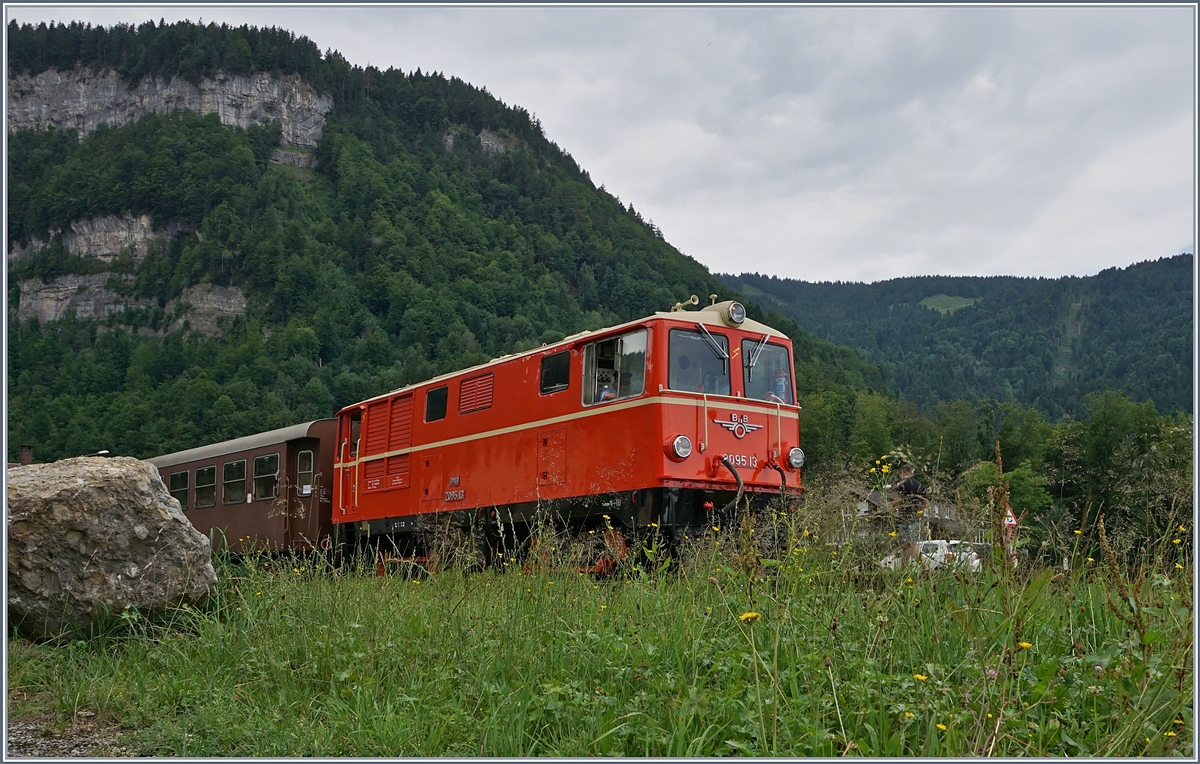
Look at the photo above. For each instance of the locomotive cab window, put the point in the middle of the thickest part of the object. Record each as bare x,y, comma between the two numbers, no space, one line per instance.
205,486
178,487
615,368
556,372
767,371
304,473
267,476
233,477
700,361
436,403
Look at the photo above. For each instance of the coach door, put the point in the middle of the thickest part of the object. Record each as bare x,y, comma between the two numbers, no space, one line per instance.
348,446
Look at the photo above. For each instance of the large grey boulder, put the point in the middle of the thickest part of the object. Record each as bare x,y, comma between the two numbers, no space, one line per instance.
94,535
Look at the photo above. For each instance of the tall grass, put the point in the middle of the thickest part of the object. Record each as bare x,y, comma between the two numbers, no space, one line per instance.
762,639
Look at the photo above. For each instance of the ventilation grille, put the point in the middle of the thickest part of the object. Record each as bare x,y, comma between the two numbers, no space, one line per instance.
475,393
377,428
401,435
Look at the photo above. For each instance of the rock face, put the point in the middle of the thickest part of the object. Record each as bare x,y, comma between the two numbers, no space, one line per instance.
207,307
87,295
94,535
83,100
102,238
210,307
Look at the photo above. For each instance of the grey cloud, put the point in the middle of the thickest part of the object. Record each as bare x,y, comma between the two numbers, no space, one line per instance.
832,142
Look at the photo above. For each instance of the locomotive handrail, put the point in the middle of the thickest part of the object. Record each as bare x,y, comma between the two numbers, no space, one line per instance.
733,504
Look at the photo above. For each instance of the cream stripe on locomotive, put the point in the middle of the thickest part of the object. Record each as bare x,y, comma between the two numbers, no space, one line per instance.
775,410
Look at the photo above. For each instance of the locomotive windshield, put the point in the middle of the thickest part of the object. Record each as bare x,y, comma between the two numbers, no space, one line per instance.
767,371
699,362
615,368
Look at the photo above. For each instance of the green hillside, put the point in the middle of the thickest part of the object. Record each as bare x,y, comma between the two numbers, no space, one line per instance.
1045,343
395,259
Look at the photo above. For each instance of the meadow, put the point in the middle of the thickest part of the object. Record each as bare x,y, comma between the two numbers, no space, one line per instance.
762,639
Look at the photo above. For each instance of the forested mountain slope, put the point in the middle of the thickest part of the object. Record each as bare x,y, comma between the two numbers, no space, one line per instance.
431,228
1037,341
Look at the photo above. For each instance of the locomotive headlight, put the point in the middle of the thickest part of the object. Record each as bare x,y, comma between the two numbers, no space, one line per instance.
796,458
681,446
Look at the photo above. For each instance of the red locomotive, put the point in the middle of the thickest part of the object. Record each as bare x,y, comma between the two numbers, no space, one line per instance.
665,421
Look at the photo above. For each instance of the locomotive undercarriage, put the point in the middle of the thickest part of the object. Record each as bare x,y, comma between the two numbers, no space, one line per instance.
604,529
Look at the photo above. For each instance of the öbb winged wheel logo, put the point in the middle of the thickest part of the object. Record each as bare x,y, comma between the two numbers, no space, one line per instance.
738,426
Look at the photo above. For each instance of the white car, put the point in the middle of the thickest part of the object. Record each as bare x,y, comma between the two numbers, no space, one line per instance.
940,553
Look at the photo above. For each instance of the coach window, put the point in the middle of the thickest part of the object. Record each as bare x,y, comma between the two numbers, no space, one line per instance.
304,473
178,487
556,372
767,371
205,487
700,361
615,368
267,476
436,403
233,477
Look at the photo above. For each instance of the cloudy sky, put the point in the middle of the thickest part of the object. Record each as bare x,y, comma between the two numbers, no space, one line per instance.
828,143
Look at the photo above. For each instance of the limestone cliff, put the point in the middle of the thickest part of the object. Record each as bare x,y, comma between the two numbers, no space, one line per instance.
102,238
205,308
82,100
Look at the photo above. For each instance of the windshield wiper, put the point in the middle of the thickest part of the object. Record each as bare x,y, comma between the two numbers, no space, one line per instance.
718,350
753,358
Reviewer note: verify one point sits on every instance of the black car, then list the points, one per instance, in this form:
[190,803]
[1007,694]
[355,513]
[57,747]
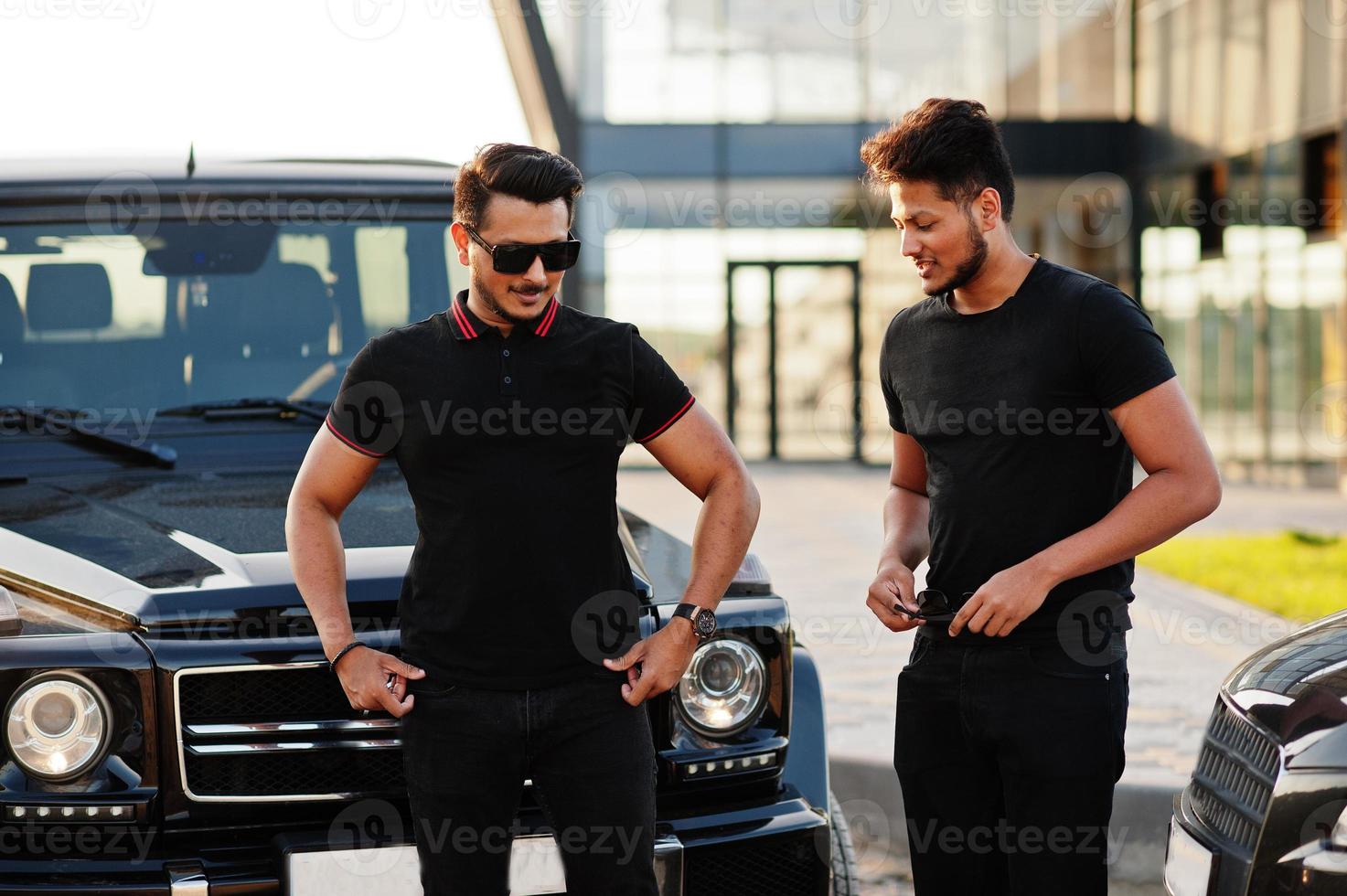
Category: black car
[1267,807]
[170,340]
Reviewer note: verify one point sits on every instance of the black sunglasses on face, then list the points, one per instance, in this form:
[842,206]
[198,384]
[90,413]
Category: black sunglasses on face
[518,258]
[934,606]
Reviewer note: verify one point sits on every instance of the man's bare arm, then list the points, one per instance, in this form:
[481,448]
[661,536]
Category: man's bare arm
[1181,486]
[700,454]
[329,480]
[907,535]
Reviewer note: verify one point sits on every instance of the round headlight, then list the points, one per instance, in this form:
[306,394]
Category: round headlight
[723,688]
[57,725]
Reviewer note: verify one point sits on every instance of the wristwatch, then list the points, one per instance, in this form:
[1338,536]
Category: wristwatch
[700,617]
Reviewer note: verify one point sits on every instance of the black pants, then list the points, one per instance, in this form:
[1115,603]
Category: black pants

Work instruction
An exact repeat of all the data is required, pictures excluded.

Response area
Look at the photo above. For each instance of the locomotive cab window, put the point in the middle of the thickest part of the object. Record each as bare x,y, comma between the two numbers, no space, one line per instance.
205,486
178,487
615,368
556,372
767,371
304,473
267,476
233,477
700,361
436,403
Look at the photo above. For each instance of the coach door, put the point in the middle of the thickest part of the object. Record each as bare x,y, comma between the two numbers, no space, one line per instance.
348,446
Look at the photo above. For each instance of the large grey boulder, put the point in the middle of the thickest part of the object. Record each as bare x,y, comma between the two numbers, no space, one line per instance.
94,535
Look at the photo above. For each instance of the tall grass, put the point in the middle of the thickest part of the object. Record each as bare x,y, comma between the two numbers, no space, one line per instance.
762,639
Look at the photo above. For each instance of the ventilation grille, put the point in the middle of the thickest part of the object. Record each as bare x,y, comma between the two numbers, no space, one line per instance.
475,393
377,428
401,435
Look at the photo above. For each instance of the rock face, put the point in the middle of the thickest part of the object. Record each as bare x,y, comma between the two numbers, no space, one line per instance.
207,307
87,295
94,535
83,100
102,238
210,307
Look at the photo above. For each instance of the grey cloud, put the point in the middle of the thickest part of the object. Record each as bare x,y, comma between the two numbers, no space, one line per instance.
832,142
Look at the photo above. For each instance of the locomotive handrail, put the point in the middle of the thickest part of the object. Record each as bare x,y, comma between the two numbers, no space, one line per instance.
733,504
Look at the photo above. For each instance of the cream stripe on locomotive, put the point in the middle of the thickest part of the object. Record each as bare x,y, comma between the two numbers, no space, one line per instance.
775,410
Look at the photo above. For each instance of the locomotive windshield, put the point in the middle of the thickest part of the object. Record each as bare x,y, comma between the two numbers, no space, one line per instance.
767,371
699,362
615,368
Look at the photo above. For each instance of the green hillside, put the point in the middle of the thickest part of the object. Record each as bare x,y, comma between the two numbers, no space, one line per instance.
1045,343
395,259
Look at the photo above. For each instance of the meadow, put the point in the middle of the thickest part of the object. Record each as bare x,y, comma between the two numbers, no space, one line per instance.
762,639
Look at the photo above. For each instance of the forested mountain slope, put the point in the middle of the thickest part of the object. Record each as bare x,y, comma between the two numbers, no space, one line per instance.
431,228
1037,341
Look at the photo above. For each instance of the locomotive headlight, put the point in the middle of the thickest part of the object. Record each as bare x,y, comma between the two numbers, no space, one line per instance.
796,458
681,446
Look at the photo above. For each instance of the red locomotive, put the point in the middle of the thickest part of the object. Record each as bare x,y, comma between the two numbers, no space, one line per instance.
665,421
Look at the photo above. For each instance of the locomotive undercarriage, put the point in the middle of the thickest part of the object. Record each as bare x,y, comma between the two numbers, no space, one line per instance.
604,529
Look at the photo above. For each instance of the öbb winged wheel logo, put the point in the middle of the thickest part of the object. Record each as bare x,y, comma between the two numbers, no space, one line per instance.
738,426
Look at the photo above. For each instance of the white car, put the point in the middle of the thickest part of the object. Record each as bare x,y, comma between the two numbers, no space, one line per instance.
940,553
Look at the photo above. For each instance of the coach window, put the point in the middle of the thickest part of the object. Record each as bare x,y, comma between the two numbers, no space, one line per instance.
304,473
178,487
556,372
767,371
205,487
700,361
615,368
267,476
436,403
233,477
Look at the photo above. For each instance of the cloudy sky, put the point in the middle of the thickest part of the object. Record each as bare x,y, comma between the two numbers, no space, one line per instance.
828,143
Look at the photo above. For each instance of the limestone cliff, put the point in the middle of the thickest part of the object. Record each as bare x,y, comma between the two numbers, no space, one line per instance.
102,238
205,308
82,100
Look at the photo above. For each instance of the windshield wiper, put the point in the middle of the thickest part of the object. Record each as bare x,y, comma between the two numbers, no space, one line per instance.
718,350
753,358
Reviewer note: verify one point sits on every instance of the black car, then list the points, one per instance, in this form:
[190,803]
[1007,694]
[355,513]
[57,747]
Category: black car
[1267,807]
[170,340]
Reviewer note: verify one point sits on every instance of the black sunglasses on face, then list the points, one per instance, in this form:
[842,206]
[198,384]
[90,413]
Category: black sunglasses on face
[518,258]
[934,606]
Reviewer note: verify one point sits on every instance of the man's bare arm, then list the points, one per instance, in this form:
[481,448]
[661,536]
Category: man's bare arm
[1181,486]
[700,454]
[329,480]
[907,535]
Reviewer note: verify one point sits on every instance of the round headlight, then list the points, one per instance, in this form:
[306,394]
Category: round headlight
[723,688]
[57,725]
Reviewer note: verify one point sits on every instance of the wristwatch, then list the points, one per instance, in this form:
[1338,536]
Category: wristwatch
[700,617]
Reviewer note: verify one point sits on every instance of the black pants, then list the points, one per instance, in this form:
[1115,603]
Category: black pants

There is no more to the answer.